On the other hand, perhaps you need to average in some way the 50 samples for each x-position. If you had say data points 10,10,11,12,13,1000 and it happened to choose the 1000, that would not be representative.

7. Originally Posted by C_ntua
You cannot compare points. Because comparing 50k points to each other, to see if the overlap would require far more reads and calculations as above!
Like I said, if the data set is sorted by x-coordinate, you can compare the points in linear time. Because the data set is supposed to be viewed as a line graph, I'm assuming that there is at most one y-value for each x-coordinate. You only have to compare points in the order they come.

The nice thing about the 'create an image' method is that it will work with both sorted and unsorted data. If the data is sorted, you can draw the lines as you go. If the data is unsorted, you have to make two passes: the first pass plots all the points, and the second pass draws the lines.

In either case, I'd still sort the data first. 50k points is not that many; on my machine, sorting the list never takes longer than 70 milliseconds.

8. Hi

Thanks for the quick reply excluding intermediate point helps a lot.In fact I have a collection of points List<DataPoint> DataPoints;.Each item in the collection is having X and Y co ordinates.So the entire collection is having randomly distributed points.In this case for every three points I can exclude intermediate point which passes through same line.In the remaining list I need to exclude those points which are close to each other.However this depends upon Canvas width.Is there any more method to filter points based on any other criteria?

**OBJECTIVE:**
Answer these questions from the forum thread above.
(a) In the list 10, 10, 11, 12, 13, 1000, which value would not be representative if it were chosen?
(b) What is the longest time that sorting the list takes on the poster's machine?
(c) With unsorted data, what does each of the two passes of the image method do?

**MATERIAL:**
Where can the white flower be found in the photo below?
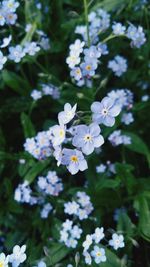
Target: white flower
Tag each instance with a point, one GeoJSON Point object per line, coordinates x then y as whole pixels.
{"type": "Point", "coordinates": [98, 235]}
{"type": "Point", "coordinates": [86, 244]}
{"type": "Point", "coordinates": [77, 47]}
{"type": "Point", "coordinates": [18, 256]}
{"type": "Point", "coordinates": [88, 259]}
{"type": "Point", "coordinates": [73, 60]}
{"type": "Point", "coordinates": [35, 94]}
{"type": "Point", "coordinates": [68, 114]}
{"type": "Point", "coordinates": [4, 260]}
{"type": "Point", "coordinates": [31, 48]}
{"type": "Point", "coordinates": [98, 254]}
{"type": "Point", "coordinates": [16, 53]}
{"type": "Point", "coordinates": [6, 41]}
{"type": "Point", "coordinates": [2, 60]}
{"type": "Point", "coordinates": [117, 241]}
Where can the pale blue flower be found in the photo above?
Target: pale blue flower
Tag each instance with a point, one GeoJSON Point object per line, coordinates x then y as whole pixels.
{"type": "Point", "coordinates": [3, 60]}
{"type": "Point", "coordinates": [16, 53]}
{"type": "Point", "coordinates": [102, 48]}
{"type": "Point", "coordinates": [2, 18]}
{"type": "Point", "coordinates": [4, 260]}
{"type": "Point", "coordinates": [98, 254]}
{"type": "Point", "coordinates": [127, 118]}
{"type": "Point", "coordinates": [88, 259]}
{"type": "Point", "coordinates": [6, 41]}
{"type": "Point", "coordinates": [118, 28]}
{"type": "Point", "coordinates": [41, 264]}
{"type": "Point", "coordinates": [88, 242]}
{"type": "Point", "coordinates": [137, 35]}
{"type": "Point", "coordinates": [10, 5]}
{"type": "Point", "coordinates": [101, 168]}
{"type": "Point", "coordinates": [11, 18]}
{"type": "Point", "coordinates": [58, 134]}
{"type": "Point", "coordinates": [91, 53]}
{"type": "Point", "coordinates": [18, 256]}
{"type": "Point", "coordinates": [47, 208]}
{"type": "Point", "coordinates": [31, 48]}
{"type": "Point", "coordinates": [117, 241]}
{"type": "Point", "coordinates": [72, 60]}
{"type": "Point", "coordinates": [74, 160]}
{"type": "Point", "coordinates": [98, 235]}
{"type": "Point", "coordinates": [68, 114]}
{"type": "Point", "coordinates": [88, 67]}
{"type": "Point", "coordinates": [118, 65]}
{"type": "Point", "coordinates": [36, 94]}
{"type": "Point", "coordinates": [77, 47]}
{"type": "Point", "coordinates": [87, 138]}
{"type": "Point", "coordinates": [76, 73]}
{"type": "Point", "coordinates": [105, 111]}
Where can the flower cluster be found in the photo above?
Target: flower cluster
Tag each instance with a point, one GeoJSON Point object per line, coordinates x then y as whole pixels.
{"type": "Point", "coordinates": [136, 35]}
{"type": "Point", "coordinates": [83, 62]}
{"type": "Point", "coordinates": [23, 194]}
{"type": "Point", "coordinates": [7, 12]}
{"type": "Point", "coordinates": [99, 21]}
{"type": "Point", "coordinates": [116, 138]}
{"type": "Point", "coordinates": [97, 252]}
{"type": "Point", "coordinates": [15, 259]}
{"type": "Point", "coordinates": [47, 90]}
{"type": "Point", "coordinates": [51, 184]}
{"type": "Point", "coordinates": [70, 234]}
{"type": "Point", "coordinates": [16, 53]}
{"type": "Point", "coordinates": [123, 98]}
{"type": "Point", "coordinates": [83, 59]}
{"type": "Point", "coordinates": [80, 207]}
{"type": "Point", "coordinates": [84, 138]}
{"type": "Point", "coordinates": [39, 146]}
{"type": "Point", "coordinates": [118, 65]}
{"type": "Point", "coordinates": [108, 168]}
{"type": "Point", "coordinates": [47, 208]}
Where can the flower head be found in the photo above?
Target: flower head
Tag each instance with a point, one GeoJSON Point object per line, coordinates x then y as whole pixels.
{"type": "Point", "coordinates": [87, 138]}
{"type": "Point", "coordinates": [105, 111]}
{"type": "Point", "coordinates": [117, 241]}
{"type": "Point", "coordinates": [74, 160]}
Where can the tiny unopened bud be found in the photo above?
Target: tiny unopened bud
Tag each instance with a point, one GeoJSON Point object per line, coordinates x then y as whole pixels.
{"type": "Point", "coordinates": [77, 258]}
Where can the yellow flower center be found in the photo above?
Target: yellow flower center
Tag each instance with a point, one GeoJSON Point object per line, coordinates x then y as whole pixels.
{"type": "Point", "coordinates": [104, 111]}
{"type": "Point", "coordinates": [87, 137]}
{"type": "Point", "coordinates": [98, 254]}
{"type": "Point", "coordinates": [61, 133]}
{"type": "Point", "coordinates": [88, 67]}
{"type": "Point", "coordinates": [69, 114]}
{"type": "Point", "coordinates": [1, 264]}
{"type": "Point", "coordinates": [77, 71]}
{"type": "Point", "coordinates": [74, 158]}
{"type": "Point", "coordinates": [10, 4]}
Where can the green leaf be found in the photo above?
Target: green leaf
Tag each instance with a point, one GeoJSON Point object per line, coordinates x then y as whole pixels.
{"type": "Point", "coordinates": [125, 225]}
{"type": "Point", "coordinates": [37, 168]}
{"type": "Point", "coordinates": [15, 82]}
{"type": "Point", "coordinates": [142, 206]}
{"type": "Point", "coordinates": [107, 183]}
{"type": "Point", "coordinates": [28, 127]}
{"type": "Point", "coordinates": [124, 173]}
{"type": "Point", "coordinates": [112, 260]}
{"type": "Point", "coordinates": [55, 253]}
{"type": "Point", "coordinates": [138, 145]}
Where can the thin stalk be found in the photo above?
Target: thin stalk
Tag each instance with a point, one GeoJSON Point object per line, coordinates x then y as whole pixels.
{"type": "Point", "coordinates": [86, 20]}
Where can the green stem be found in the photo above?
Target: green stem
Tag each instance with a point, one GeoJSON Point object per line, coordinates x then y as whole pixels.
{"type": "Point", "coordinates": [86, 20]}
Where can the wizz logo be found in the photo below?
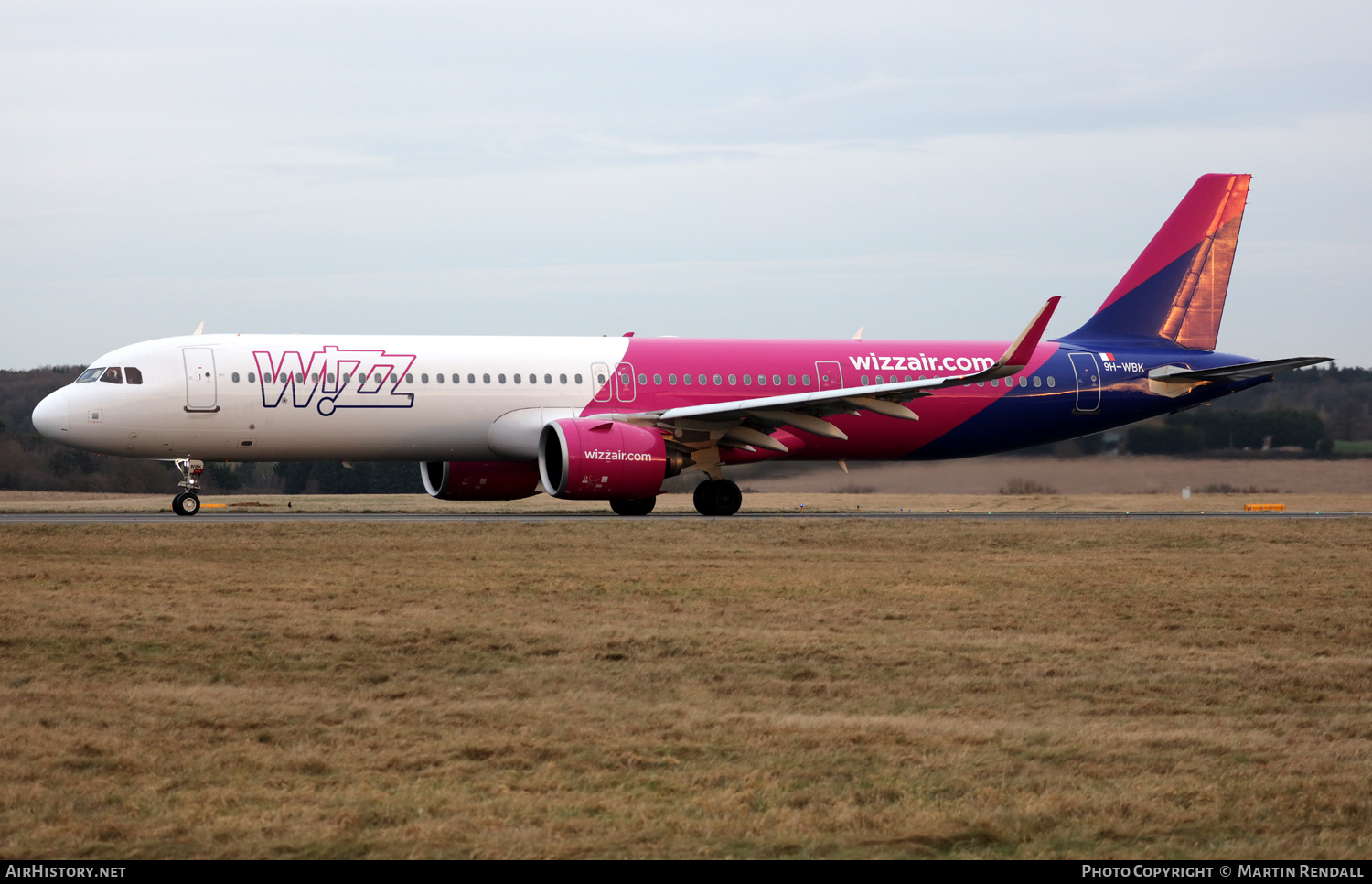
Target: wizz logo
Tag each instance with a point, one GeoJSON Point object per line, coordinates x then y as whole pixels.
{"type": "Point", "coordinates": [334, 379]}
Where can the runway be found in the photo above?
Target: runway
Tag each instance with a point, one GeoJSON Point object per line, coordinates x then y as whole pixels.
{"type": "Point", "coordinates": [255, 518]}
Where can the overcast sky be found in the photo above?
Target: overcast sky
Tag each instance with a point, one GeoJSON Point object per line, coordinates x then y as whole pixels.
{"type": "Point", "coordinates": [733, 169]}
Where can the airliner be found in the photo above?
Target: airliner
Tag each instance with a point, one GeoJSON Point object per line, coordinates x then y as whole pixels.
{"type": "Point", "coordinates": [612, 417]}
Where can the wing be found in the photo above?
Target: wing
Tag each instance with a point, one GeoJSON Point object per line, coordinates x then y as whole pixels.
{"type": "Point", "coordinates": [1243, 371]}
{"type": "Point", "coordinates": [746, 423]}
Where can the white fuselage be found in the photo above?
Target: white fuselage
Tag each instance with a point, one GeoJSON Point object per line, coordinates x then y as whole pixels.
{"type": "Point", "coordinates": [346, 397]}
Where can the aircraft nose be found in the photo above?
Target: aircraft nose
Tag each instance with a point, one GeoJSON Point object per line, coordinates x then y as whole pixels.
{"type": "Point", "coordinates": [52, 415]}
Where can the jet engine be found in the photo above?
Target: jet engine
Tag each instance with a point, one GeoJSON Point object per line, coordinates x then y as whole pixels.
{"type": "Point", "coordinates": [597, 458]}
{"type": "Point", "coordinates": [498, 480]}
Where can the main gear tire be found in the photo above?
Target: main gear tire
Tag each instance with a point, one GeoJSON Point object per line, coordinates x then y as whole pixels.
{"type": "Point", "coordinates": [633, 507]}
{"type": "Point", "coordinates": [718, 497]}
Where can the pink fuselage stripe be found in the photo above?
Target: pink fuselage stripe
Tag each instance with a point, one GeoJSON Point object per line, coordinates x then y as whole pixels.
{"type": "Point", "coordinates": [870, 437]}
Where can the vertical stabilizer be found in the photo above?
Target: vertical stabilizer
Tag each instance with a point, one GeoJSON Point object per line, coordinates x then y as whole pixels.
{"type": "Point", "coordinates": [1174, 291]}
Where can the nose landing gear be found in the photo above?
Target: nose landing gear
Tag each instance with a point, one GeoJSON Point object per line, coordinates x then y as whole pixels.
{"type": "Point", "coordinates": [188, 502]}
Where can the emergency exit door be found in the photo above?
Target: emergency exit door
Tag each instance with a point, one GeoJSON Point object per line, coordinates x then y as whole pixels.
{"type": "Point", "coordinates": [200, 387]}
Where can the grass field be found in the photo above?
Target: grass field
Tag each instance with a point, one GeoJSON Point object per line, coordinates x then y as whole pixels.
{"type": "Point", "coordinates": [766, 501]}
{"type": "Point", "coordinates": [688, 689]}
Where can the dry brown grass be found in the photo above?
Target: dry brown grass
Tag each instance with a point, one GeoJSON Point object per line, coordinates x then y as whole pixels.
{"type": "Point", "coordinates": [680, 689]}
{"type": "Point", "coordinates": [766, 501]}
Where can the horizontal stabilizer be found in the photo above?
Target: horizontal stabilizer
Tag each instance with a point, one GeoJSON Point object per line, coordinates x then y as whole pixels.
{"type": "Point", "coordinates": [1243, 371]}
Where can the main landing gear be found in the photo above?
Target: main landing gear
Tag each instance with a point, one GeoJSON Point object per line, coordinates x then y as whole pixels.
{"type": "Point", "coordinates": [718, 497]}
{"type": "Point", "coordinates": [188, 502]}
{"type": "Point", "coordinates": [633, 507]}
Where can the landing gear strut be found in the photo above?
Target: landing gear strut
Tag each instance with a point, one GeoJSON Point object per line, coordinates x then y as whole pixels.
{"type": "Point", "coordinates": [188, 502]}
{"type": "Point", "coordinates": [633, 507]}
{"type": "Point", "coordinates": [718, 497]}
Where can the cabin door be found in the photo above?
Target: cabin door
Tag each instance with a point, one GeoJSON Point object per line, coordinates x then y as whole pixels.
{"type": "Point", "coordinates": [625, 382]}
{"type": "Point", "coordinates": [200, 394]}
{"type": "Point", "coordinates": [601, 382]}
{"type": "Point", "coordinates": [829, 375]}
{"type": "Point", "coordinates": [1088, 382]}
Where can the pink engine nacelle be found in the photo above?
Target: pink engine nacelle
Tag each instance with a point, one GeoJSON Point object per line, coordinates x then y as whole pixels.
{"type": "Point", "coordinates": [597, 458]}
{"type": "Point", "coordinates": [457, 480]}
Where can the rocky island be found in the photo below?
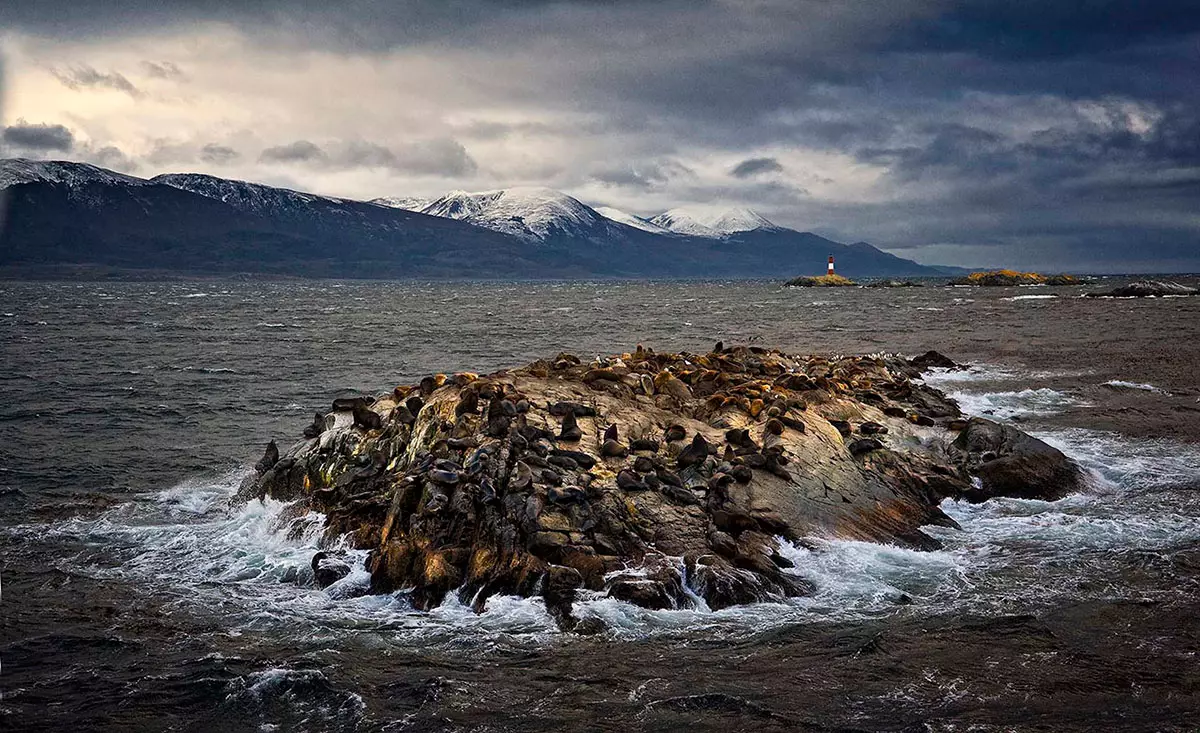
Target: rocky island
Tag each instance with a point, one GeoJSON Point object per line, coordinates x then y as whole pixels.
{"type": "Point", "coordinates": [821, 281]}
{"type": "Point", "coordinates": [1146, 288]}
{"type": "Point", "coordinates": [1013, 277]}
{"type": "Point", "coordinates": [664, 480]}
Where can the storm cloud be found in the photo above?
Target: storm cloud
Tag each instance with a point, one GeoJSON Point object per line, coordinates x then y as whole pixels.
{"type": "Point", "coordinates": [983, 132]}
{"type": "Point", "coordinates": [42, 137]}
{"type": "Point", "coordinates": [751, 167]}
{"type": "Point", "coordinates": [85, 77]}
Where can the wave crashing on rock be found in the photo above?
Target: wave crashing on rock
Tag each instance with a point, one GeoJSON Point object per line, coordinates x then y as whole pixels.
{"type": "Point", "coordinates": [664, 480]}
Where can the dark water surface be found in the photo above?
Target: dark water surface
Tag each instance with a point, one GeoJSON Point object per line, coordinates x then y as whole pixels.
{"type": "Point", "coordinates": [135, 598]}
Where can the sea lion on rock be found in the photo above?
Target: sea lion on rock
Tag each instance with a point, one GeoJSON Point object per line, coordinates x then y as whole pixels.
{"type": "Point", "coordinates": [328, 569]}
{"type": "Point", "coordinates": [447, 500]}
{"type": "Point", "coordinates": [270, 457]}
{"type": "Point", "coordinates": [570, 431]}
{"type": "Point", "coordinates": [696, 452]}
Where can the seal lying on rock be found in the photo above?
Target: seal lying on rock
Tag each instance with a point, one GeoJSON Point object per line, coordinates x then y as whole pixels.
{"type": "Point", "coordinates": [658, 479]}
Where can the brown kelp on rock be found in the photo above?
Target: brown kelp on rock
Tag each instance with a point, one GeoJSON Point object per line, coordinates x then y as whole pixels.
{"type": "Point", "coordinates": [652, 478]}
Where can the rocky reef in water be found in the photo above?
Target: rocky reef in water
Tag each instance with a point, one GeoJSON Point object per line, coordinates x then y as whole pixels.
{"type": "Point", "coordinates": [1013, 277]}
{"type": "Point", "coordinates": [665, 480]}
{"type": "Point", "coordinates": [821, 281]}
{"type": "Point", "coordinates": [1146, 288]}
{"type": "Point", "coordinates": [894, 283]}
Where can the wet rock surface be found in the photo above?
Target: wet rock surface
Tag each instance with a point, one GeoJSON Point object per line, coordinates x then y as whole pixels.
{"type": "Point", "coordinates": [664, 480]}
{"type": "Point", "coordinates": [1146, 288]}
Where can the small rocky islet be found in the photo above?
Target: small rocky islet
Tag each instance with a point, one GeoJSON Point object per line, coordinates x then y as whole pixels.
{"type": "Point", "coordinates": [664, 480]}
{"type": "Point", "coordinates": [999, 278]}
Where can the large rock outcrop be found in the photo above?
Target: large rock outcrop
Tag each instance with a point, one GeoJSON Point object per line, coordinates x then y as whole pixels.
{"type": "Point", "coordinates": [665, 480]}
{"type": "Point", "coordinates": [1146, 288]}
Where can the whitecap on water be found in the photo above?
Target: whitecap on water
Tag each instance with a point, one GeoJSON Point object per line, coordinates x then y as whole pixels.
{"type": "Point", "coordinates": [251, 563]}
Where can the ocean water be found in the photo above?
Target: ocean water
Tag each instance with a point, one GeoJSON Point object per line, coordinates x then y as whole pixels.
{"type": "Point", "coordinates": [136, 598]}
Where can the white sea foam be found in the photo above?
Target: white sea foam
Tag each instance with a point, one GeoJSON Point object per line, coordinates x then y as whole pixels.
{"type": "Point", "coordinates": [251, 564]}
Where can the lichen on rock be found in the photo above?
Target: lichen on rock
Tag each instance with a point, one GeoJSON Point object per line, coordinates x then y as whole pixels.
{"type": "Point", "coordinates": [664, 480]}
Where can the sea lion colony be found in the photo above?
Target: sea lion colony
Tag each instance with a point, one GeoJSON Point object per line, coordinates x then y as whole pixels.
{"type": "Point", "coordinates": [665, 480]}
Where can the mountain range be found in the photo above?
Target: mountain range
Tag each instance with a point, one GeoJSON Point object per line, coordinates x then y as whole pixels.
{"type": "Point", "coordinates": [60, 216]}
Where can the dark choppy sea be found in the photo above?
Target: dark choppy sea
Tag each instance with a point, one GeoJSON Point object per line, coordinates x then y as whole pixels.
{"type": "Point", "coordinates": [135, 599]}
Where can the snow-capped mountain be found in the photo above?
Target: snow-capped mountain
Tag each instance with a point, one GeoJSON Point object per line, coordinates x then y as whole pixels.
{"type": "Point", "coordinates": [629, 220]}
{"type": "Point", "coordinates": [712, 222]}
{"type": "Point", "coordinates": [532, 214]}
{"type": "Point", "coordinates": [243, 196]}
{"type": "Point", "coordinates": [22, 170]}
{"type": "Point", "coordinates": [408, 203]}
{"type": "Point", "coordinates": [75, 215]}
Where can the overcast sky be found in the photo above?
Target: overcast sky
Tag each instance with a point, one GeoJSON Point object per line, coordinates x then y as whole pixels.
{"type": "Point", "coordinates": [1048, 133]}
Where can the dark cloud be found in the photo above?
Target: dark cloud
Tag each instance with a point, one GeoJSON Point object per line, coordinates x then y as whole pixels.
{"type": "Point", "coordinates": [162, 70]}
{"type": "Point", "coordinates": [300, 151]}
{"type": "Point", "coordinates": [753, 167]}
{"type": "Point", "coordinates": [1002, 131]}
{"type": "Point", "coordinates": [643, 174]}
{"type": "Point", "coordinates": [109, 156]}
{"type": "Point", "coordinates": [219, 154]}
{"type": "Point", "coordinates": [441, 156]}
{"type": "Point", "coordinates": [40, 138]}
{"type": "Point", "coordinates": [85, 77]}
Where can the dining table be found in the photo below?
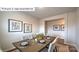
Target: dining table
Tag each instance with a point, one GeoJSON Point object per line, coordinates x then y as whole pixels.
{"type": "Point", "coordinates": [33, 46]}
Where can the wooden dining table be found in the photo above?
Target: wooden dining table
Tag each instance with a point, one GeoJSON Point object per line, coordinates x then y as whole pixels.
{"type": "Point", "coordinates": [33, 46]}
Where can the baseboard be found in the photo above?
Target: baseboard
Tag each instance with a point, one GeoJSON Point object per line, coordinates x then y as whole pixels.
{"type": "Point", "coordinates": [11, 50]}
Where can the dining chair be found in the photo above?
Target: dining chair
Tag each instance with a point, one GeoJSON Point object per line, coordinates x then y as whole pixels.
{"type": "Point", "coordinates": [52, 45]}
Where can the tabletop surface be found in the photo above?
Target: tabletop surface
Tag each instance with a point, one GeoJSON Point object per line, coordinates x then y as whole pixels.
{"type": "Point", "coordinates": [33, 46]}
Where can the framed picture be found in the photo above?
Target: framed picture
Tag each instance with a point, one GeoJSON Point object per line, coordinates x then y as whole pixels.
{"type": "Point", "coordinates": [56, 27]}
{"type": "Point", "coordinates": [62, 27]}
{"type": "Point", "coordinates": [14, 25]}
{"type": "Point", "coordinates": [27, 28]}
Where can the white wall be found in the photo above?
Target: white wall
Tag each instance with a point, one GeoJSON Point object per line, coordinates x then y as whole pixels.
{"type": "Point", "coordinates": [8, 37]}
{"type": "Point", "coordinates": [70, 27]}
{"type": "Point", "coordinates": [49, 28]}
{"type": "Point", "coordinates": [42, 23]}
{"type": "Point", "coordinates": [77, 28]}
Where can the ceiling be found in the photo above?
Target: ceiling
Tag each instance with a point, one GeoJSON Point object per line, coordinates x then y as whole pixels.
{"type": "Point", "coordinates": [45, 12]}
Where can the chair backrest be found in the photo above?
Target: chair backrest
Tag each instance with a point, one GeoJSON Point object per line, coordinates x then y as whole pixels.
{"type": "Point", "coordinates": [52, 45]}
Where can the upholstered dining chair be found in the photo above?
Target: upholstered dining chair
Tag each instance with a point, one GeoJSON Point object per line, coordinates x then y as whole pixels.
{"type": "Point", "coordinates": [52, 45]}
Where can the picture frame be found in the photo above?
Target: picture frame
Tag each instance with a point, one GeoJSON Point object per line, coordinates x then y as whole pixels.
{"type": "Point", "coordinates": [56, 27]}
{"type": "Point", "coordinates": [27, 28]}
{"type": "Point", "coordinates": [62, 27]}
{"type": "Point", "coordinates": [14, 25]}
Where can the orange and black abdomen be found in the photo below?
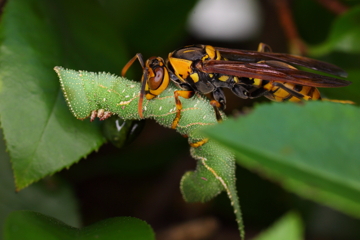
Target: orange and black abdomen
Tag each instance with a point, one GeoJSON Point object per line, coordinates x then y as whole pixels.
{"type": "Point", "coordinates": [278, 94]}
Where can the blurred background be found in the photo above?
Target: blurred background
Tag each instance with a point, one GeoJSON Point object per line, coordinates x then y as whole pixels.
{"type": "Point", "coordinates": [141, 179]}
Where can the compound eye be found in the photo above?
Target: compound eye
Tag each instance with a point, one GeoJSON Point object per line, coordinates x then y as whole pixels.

**THE OUTPUT:**
(a) 1000.
(b) 70 milliseconds.
(c) The first pass plots all the points, and the second pass draws the lines.